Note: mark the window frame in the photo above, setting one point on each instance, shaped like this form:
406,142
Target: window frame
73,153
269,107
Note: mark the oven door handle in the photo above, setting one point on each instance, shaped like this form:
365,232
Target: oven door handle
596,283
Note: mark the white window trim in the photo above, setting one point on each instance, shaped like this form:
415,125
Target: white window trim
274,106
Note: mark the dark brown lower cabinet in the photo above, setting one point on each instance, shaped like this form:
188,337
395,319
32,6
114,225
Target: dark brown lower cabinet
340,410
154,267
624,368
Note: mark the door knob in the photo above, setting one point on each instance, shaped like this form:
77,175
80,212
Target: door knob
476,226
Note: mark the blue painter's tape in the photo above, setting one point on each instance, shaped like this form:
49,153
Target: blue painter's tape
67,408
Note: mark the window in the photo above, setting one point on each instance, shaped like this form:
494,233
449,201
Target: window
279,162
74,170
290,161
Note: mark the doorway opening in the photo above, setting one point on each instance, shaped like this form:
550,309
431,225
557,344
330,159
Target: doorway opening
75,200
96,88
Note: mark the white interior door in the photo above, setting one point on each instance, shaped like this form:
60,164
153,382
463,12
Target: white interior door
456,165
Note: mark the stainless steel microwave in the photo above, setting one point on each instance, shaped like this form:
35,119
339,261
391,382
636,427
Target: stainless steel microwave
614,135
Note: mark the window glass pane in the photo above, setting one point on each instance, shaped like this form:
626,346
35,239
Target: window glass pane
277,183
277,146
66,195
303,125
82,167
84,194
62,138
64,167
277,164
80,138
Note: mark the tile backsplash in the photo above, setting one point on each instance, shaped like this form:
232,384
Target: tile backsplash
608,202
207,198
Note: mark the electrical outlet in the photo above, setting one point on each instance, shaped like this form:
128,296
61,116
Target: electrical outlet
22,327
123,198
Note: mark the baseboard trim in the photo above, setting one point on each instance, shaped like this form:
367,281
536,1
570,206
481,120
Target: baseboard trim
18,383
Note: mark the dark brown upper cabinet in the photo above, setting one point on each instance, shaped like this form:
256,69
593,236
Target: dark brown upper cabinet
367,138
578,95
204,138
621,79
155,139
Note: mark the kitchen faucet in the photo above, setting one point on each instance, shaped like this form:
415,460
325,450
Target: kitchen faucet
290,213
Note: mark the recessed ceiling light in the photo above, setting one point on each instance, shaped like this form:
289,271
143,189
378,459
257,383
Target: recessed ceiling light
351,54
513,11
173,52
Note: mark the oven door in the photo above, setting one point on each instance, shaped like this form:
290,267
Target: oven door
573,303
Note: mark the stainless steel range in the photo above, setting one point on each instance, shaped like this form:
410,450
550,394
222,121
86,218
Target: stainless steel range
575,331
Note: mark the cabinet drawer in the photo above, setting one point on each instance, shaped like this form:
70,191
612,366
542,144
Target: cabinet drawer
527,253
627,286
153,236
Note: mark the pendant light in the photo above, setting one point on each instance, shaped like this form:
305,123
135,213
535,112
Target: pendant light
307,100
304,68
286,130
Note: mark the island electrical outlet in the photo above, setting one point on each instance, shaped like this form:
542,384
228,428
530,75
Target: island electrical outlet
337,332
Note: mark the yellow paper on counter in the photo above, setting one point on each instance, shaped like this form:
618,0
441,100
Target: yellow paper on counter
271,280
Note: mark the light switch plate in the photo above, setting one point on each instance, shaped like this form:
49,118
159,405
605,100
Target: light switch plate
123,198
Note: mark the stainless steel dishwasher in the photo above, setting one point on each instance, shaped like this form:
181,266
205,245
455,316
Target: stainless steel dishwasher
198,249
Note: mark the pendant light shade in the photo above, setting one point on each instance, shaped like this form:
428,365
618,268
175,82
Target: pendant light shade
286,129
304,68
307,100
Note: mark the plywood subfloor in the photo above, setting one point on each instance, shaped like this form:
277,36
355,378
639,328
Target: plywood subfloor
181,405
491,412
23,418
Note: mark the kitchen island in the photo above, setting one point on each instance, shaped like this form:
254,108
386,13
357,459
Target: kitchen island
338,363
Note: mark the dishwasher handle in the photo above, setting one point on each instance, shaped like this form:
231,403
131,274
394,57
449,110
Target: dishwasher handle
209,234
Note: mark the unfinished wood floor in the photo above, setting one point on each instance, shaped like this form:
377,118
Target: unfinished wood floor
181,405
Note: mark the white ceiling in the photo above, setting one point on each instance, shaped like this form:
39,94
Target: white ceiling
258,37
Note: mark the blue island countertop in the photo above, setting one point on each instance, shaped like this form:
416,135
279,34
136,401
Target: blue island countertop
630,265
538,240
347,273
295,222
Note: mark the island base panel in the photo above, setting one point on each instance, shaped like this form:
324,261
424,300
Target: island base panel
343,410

> [Directive]: From the line containing "Note: mark the plywood" to the last line of the material, please quote every line exactly and only those.

> [Task output]:
Note: mark the plywood subfloor in the photo above, setting one point on each instance, shaped like this form:
277,36
355,378
639,328
Target: plywood subfloor
181,405
491,412
23,418
Note: mark the kitchen island in the photo above, setting one point on each instance, shaped like this form:
254,108
386,13
357,459
Target: kitchen island
338,363
Note: mark the dishwasher handle in the photo above, setting one point on each instance, shaped like this form:
231,403
131,274
394,57
449,110
Target: dishwasher handle
209,234
Note: mark the unfinished wood floor in the photo above, setting one point on each instance, shaped like this form:
377,118
Target: unfinished wood floor
181,405
Note: mark the white ceiling in the photo above, setting one point on each instance, shaped like this form:
39,94
Target: white ceiling
258,37
Note: mark the blue island countertop in the photo above, setting one point on each instance, shaped like this form:
416,135
279,34
136,401
Target: blue island countertop
630,265
538,240
347,273
295,222
Note: mark the island base panel in the photo above, setting one point on each instance, shaped like this form:
324,261
424,300
Target: island base panel
343,410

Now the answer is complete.